[Begin ENTRIES]

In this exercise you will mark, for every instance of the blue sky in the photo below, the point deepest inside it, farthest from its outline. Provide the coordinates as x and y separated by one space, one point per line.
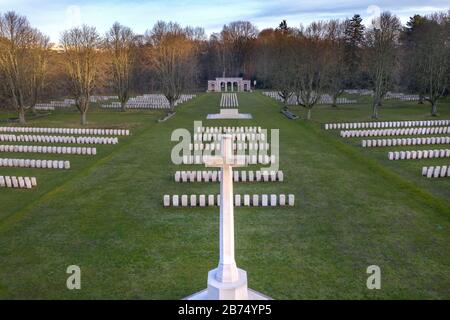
52 17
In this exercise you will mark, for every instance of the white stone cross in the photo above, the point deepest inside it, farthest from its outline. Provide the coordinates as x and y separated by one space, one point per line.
227 271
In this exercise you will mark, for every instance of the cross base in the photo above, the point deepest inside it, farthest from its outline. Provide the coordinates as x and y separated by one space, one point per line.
237 290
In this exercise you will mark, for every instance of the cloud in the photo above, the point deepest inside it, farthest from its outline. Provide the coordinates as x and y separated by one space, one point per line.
52 17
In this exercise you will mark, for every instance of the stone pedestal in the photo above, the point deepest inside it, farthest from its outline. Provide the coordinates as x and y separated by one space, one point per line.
237 290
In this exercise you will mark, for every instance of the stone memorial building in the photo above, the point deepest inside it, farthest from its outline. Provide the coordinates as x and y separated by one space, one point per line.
229 85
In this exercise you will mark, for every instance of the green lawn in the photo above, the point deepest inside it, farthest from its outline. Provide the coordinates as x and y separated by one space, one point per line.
354 208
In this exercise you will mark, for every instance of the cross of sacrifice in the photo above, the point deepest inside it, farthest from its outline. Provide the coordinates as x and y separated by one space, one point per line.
227 271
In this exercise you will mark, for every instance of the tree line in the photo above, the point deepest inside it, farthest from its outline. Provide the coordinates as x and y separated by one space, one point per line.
302 62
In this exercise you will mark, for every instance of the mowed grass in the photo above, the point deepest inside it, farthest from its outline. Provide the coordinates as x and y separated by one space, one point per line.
354 208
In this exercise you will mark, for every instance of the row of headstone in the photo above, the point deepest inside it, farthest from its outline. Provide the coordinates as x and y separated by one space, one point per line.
238 176
401 96
436 172
150 101
103 132
66 103
394 132
102 98
49 149
361 92
229 100
419 154
323 99
44 107
250 159
17 182
236 146
247 200
387 124
235 136
58 139
229 129
404 142
31 163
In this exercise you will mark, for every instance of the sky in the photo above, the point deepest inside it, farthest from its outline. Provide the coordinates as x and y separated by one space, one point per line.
52 17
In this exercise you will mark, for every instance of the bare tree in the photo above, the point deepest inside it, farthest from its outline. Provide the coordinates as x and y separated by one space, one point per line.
237 46
120 42
381 44
337 70
39 59
310 65
22 61
432 59
173 56
81 45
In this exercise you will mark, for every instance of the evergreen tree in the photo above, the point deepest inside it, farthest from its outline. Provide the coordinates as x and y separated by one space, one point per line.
354 37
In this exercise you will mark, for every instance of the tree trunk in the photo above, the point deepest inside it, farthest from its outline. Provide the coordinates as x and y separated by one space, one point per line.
434 109
421 98
375 105
334 103
22 116
83 118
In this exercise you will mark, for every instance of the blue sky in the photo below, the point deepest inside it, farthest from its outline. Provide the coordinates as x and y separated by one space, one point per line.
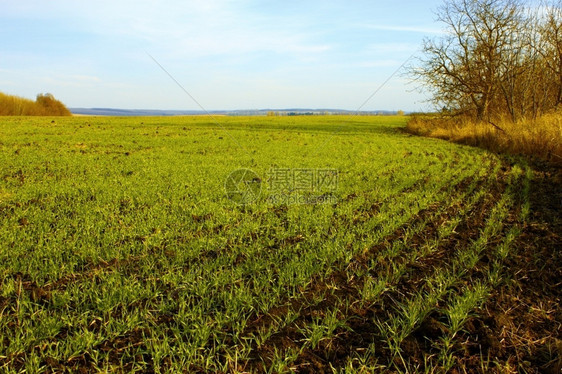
239 54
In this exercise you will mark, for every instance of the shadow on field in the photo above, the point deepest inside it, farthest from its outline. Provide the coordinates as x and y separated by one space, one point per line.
345 128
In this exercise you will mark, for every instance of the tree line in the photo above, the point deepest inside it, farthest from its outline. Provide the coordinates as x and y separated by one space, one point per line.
44 105
497 59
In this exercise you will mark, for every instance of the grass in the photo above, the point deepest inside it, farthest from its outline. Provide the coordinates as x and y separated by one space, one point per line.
540 138
45 105
120 250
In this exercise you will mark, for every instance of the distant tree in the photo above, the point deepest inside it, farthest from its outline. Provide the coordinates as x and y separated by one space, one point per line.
51 105
498 58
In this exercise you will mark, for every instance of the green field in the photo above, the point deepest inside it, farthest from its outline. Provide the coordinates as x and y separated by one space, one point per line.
120 249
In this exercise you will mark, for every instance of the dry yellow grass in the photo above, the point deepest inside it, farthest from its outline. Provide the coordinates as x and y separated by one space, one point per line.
45 105
540 138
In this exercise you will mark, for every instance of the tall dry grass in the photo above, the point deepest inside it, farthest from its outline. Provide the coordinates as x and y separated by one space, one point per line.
45 105
540 138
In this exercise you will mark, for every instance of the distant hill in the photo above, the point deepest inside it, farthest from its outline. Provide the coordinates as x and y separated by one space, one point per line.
250 112
44 105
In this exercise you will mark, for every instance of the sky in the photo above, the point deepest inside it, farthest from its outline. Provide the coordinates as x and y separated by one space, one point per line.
227 54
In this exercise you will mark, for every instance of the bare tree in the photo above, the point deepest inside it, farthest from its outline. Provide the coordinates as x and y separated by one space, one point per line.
498 58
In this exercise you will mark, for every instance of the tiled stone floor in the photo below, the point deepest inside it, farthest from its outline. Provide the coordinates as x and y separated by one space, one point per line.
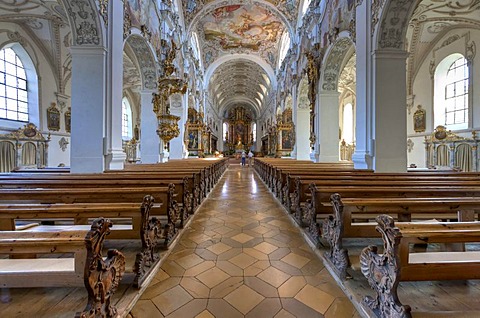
241 256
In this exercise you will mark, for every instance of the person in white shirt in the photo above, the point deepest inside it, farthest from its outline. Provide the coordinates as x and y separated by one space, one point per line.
250 156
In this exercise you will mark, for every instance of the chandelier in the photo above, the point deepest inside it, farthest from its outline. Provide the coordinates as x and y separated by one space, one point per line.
167 86
168 127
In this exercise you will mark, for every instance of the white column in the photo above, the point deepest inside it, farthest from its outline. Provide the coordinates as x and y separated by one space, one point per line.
177 108
88 104
149 140
258 142
328 124
390 98
362 158
114 157
295 121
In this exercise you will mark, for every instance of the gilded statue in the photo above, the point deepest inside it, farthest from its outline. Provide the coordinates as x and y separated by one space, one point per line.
312 75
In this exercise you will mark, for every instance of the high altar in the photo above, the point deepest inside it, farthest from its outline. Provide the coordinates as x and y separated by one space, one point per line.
239 135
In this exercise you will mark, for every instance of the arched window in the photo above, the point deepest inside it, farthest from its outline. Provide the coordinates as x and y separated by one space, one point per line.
225 131
254 132
305 5
451 92
13 87
284 46
126 119
348 123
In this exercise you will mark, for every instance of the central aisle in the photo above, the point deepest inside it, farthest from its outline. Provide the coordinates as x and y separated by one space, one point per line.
241 256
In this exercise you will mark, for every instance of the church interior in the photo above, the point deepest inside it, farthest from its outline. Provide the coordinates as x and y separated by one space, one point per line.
123 189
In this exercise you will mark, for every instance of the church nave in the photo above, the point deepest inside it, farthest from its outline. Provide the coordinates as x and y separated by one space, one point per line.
242 256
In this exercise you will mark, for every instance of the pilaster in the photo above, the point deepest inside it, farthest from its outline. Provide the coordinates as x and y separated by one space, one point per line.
328 123
149 140
390 97
114 156
178 108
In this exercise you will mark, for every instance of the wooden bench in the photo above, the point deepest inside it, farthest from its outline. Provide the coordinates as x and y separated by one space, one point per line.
185 186
163 195
397 263
152 233
306 212
42 272
340 225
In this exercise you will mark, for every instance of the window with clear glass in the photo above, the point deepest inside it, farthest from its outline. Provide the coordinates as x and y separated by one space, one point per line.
254 132
348 123
456 93
126 119
13 87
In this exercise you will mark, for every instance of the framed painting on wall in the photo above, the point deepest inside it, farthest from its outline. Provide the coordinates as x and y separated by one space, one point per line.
53 118
419 120
68 121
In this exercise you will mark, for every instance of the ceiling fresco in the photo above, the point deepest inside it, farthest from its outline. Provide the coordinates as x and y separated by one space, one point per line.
431 20
47 25
239 78
288 8
240 29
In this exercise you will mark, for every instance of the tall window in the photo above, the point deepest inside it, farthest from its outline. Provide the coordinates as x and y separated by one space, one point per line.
456 93
13 87
126 119
451 92
225 131
348 123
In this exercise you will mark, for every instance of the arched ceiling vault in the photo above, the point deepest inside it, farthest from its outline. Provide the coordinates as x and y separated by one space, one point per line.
227 32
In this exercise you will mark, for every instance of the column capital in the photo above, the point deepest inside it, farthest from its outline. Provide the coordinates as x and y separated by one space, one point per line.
147 92
88 50
325 93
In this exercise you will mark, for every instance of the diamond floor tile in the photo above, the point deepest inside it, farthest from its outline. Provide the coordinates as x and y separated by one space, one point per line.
241 256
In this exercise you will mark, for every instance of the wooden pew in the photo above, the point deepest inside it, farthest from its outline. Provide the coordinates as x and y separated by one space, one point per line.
164 195
340 225
187 187
305 212
184 187
385 271
42 272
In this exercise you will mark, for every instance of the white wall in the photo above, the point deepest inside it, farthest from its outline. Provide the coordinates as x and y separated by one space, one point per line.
46 93
423 90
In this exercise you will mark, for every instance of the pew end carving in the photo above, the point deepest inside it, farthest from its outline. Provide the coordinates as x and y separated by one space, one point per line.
383 272
150 234
332 232
101 276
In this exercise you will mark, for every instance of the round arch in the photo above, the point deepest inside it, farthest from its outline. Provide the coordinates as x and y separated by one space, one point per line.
84 18
145 59
240 100
334 60
250 57
220 3
392 23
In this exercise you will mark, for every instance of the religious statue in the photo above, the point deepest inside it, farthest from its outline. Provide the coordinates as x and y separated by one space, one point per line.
312 75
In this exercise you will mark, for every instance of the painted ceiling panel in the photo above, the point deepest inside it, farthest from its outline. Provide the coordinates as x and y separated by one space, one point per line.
246 28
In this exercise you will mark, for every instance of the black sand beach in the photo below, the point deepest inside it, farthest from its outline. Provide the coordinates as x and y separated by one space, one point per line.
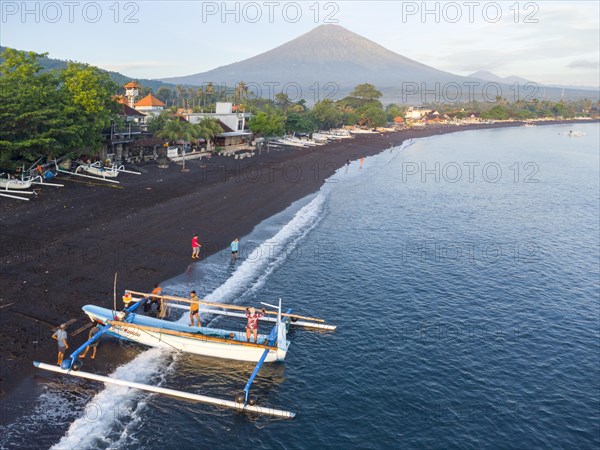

[End ENTRIES]

Starting with the row that contains "the pew end" and going on through the last row above, rewrite every row, requests included, but scale each coordinate in the answers by 2.1 and round it to a whole number, with halves rounded up. Leave out the pictures.

**ANSWER:**
In this exercise you will mark, for every instance of the pew end carving in the photo above, the point deepest inside it, farthest from its outline. Provide the coordinates as x and y separated by one space, one point per line.
804 571
315 491
697 487
212 580
In this exercise you will mark, for every instance of the round arch in the photo above, the point deepest inside it, farthest from its outline. Provide the coordinates as x and y separated by one space, one point per line.
176 38
305 124
504 210
701 126
525 120
462 6
823 48
In this exercise you will mark, for every instance of the religious statue in the photo above, the point deepest inside it, farthest from its outline. Provide the coordinates as x and y separated by one space, one point per line.
655 158
In this exercise you will mark, for every instance of the painted ceiling panel in the photo above, the point deepest inside it, farthest from its outline. Provide the coordinates as x and y separated by one space, one point per line.
517 59
In this exercise you will mark, for every instance of the black sand beach in the photo below, the point deepest inside it, farthest from its outline. Provide the coordinates as x and y separated by one space, one point per line.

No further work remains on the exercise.